Collected data:
□ □ □ □ □ □ □

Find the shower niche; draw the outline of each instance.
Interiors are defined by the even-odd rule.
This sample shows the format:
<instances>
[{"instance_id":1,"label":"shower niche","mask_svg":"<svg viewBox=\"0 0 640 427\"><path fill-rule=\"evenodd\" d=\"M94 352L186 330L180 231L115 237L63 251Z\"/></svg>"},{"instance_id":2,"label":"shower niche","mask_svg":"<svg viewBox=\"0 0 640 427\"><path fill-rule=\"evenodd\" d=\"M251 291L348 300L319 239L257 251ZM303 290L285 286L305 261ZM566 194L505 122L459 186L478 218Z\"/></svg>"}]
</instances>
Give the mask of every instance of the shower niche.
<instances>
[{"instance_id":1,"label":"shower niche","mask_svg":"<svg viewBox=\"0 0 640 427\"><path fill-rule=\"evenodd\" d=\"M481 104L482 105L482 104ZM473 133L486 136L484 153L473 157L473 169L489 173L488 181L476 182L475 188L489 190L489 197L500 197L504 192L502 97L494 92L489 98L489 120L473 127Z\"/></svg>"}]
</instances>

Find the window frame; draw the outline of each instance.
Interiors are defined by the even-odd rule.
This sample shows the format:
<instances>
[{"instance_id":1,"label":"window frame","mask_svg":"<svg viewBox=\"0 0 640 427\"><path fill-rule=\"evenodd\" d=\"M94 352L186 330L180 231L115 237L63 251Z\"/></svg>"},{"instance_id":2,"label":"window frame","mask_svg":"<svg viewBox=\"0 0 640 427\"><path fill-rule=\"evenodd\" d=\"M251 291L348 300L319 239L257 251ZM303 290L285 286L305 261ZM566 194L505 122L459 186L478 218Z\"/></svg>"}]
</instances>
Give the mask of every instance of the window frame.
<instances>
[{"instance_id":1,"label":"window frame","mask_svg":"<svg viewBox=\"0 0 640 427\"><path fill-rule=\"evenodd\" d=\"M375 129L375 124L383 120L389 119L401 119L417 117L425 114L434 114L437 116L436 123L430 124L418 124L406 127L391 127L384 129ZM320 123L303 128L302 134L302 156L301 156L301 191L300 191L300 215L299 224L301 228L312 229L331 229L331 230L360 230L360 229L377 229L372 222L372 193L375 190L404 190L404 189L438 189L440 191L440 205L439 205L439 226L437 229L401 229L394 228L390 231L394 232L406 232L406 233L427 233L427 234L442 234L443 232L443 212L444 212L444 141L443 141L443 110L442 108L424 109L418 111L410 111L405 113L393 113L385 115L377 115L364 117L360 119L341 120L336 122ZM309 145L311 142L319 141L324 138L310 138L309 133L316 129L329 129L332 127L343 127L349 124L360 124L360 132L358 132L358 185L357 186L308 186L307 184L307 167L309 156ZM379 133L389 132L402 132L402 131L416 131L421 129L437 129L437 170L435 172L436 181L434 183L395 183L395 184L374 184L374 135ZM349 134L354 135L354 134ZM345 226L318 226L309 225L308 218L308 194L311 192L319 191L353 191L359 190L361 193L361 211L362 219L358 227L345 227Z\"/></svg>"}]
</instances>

□ □ □ □ □ □ □

_EXERCISE_:
Would you please return all lines of the data that include the word "each"?

_EXPECTED ANSWER_:
Find the shower niche; draw the outline of each instance.
Find the window frame; draw the outline of each instance.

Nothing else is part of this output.